### [TRY IT]
Please reproduce the line containing "Put a point on every instance of the wet" and every line after it in the records below, exactly and with nothing else.

====== PROVIDED INFORMATION ======

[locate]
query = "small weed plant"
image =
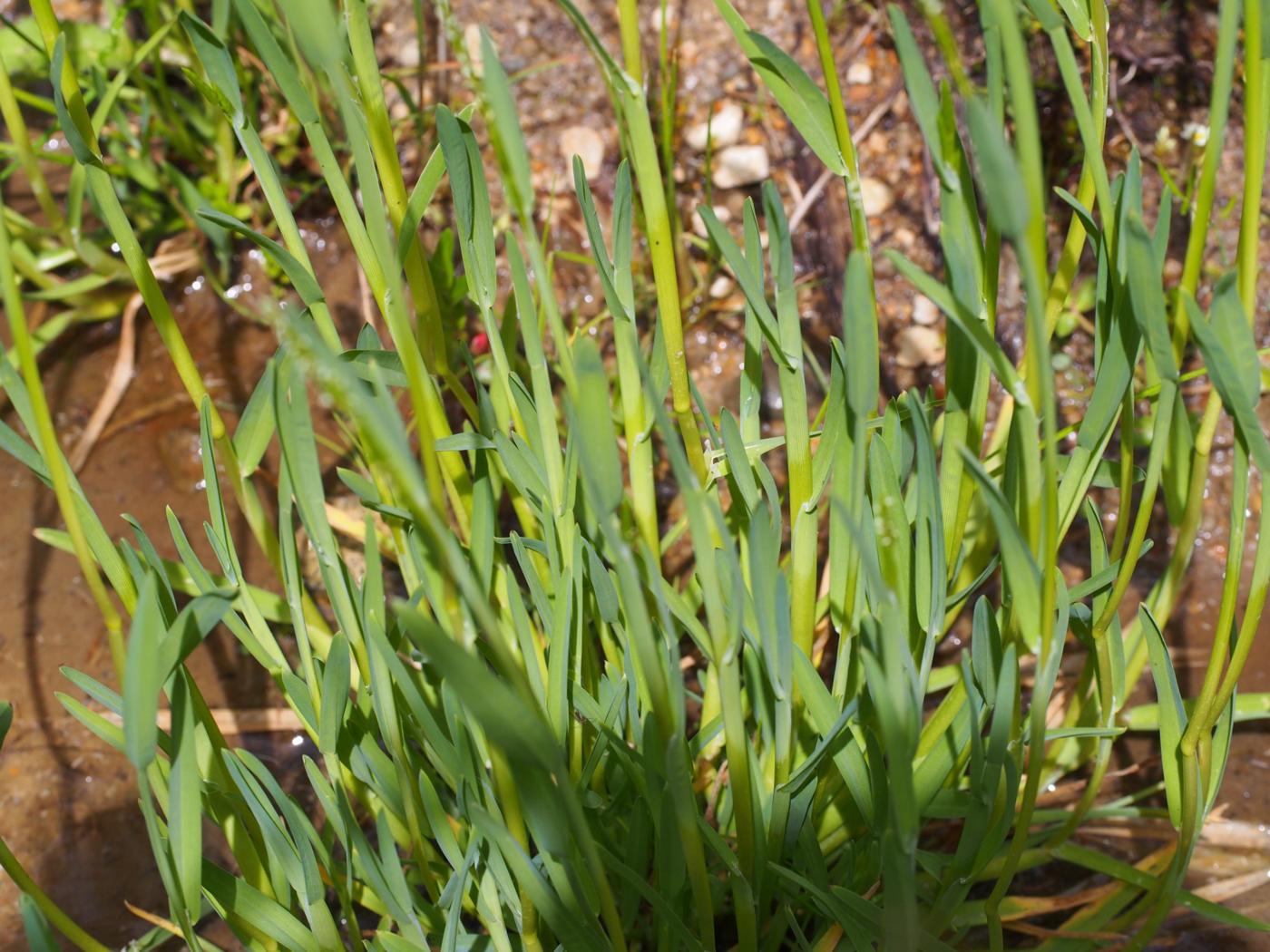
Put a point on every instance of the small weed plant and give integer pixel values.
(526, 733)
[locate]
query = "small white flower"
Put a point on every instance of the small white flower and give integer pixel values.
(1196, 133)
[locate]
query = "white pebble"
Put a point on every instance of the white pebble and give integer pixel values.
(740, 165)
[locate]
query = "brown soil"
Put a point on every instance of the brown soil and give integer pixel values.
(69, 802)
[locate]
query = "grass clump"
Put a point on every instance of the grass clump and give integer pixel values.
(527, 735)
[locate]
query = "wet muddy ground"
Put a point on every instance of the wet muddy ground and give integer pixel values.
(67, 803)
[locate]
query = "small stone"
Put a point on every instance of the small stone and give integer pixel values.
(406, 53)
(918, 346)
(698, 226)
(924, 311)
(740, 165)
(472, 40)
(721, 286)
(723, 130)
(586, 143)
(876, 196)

======

### [TASK RESULT]
Put a point on every instance of the wet muddy ground and give integer pixel values.
(67, 803)
[locate]
query = "small stone"
Put a point on every instance of the small stone and give integer pixel values.
(406, 53)
(918, 346)
(698, 226)
(924, 311)
(740, 165)
(472, 40)
(721, 286)
(723, 130)
(586, 143)
(876, 196)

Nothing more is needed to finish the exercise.